== Objective ==
Reproduce word for word the portion of the First Amendment passage starting at "The First Amendment" and ending at "from public life.".

==== Text to read ====

The First Amendment did not prohibit government from acknowledging God or supporting religion generally. Only coercive or sectarian governmental acts that establish a particular faith or prohibit the free exercise of any faith were barred. And Jefferson’s “wall” was to keep government from interfering with that religious expression without excluding religious expression from public life.
Justice William Douglas put it well in Zorach v. Clauson (1952), in upholding a public school “released time” program: “We are a religious people whose institutions presuppose a Supreme Being. . . . When the state encourages religious instruction or cooperates with religious authorities by adjusting the schedule of public events to sectarian needs, it follows the best of our traditions. For it then respects the religious nature of our people and accommodates the public service to their spiritual needs. To hold that it may not would be to find in the Constitution a requirement that the government show a callous indifference to religious groups. That would prefer those who believe in no religion over those who do believe. . . . [W]e find no constitutional requirement which makes it necessary for government to be hostile to religion and to throw its weight against efforts to widen the effective scope of religious influence.”
The late Chief Justice William Rehnquist rightly asserted in dissent in Wallace v. Jaffree (1985) that the establishment clause was intended only to stop the federal government from establishing a national church or preferring one sect over another, and certainly not to require governmental neutrality between religion and “irreligion.”
The leading legal commentators of the nineteenth century did not doubt this.
Thomas Cooley, in Constitutional Limitations, stated that recognition of God and general support for religion were governmental prerogatives: “[T]he American constitutions contain no provisions which prohibit the authorities from such solemn recognition of a superintending Providence in public transactions and exercises as the general religious sentiment of mankind inspires. . . . Whatever may be the shades of religious belief, all must acknowledge the fitness of recognizing in important human affairs the superintending care and control of the Great Governor of the Universe, and of acknowledging with thanksgiving his boundless favors, or bowing in contrition when visited with the penalties of his broken laws.”
Cooley concluded, “No principle of constitutional law is violated when thanksgiving or fast days are appointed; when chaplains are designated for the army and navy; when legislative sessions are opened with prayer or the reading of the Scriptures; or when religious teaching is encouraged by a general exemption of the houses of religious worship from taxation.” Cooley emphasized that government needs to “foster religious worship and religious institutions, as conservators of the public morals and valuable, if not indispensable, assistants to the preservation of the public order.” “Public recognition of religious worship,” he wrote, is based on “the same reasons of state policy which induce the government to aid institutions of charity and seminaries of instruction.”

==== Given data ====

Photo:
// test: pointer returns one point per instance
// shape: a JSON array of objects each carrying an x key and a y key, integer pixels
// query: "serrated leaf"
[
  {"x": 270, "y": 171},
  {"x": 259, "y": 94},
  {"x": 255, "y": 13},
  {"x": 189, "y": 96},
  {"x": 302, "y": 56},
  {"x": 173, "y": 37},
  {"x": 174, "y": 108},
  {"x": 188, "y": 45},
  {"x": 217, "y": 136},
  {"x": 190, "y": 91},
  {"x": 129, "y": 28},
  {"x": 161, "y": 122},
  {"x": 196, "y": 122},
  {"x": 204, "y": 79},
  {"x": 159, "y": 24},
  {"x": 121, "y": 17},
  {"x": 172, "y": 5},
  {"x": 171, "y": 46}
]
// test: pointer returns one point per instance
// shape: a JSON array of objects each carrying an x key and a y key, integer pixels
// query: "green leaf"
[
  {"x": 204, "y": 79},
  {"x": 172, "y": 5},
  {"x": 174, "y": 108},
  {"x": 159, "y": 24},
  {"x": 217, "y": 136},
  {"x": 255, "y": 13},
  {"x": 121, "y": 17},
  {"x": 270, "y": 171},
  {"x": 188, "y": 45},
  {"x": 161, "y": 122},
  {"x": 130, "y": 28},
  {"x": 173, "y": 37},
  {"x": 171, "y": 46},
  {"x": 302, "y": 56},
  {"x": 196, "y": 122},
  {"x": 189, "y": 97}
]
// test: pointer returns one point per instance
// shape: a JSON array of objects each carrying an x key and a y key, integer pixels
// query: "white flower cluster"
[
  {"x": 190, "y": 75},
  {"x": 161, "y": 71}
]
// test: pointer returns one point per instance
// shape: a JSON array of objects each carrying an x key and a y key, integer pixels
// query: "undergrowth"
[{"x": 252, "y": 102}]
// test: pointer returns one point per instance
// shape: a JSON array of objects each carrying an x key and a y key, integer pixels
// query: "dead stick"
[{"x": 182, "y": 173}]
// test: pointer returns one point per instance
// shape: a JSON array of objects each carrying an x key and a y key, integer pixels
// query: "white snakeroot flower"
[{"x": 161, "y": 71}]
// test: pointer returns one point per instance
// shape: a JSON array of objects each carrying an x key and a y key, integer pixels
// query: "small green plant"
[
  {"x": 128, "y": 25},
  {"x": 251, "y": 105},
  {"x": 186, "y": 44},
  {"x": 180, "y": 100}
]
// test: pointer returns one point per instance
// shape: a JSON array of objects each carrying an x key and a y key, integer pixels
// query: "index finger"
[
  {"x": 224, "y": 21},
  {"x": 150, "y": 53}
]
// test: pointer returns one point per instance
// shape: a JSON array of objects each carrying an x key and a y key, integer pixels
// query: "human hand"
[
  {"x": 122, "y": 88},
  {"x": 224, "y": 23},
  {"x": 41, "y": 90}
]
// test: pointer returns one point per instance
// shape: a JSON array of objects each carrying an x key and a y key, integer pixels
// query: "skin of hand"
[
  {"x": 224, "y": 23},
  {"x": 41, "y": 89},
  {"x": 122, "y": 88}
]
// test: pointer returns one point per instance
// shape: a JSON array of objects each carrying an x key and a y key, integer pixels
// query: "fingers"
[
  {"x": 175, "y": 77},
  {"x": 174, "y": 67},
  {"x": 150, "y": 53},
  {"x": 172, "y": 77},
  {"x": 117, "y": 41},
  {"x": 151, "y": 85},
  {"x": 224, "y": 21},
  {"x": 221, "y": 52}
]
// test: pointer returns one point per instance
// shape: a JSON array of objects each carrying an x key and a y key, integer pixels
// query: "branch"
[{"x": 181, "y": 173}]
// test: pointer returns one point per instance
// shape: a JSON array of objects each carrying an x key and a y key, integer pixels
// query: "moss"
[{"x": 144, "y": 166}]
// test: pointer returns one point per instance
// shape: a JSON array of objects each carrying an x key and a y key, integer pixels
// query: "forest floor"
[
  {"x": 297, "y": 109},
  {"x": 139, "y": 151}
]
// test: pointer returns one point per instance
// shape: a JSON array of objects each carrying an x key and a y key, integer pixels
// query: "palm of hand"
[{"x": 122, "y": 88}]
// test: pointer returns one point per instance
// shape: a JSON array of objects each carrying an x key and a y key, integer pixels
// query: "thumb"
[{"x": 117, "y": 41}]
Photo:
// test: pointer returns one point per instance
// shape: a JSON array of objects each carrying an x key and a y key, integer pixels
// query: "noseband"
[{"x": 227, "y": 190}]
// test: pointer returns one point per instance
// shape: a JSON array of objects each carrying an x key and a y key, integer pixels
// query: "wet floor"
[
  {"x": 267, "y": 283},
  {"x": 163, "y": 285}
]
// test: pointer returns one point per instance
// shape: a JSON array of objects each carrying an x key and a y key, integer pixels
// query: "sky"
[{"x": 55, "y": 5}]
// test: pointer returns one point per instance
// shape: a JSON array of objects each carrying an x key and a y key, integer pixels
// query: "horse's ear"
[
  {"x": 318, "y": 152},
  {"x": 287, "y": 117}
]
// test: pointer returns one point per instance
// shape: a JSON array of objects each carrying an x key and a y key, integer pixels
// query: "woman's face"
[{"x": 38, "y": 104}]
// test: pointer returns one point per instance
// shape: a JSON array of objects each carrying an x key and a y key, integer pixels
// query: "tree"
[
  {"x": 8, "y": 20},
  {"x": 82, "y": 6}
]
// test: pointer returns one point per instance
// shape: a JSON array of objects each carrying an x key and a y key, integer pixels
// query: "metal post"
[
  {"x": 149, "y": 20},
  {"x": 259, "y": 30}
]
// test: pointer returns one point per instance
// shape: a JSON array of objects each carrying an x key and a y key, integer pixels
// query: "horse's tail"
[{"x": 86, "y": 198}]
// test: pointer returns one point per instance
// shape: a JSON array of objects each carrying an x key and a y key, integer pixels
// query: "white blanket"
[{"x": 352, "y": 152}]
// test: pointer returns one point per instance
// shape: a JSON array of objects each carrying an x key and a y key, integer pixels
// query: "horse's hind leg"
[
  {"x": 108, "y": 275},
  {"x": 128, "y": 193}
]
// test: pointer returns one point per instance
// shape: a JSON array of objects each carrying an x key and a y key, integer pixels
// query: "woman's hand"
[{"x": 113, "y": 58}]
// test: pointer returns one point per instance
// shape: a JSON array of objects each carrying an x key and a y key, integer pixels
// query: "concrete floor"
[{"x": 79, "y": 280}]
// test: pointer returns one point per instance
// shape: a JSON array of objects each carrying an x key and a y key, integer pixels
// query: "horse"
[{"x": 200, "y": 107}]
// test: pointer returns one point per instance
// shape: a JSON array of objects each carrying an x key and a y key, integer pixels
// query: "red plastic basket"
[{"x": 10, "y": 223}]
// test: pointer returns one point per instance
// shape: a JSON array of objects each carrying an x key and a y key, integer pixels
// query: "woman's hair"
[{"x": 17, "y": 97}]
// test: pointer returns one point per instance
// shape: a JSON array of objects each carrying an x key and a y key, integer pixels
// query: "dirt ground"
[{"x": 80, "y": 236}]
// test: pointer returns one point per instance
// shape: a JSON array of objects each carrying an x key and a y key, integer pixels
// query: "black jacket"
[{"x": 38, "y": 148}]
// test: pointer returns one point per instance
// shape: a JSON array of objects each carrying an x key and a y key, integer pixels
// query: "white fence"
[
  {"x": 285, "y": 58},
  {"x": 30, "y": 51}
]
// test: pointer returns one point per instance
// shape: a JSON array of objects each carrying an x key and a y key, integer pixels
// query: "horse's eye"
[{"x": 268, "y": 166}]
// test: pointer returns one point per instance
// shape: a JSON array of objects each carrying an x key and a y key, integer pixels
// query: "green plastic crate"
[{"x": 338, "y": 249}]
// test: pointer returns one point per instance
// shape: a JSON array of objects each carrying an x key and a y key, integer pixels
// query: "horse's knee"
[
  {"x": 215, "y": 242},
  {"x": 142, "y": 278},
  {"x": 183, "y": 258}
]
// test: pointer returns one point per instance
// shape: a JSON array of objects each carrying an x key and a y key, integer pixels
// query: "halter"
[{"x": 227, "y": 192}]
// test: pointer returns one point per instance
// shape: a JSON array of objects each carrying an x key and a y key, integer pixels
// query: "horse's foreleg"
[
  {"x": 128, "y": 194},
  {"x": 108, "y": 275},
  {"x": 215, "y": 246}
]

====

== Written answer ==
The First Amendment did not prohibit government from acknowledging God or supporting religion generally. Only coercive or sectarian governmental acts that establish a particular faith or prohibit the free exercise of any faith were barred. And Jefferson’s “wall” was to keep government from interfering with that religious expression without excluding religious expression from public life.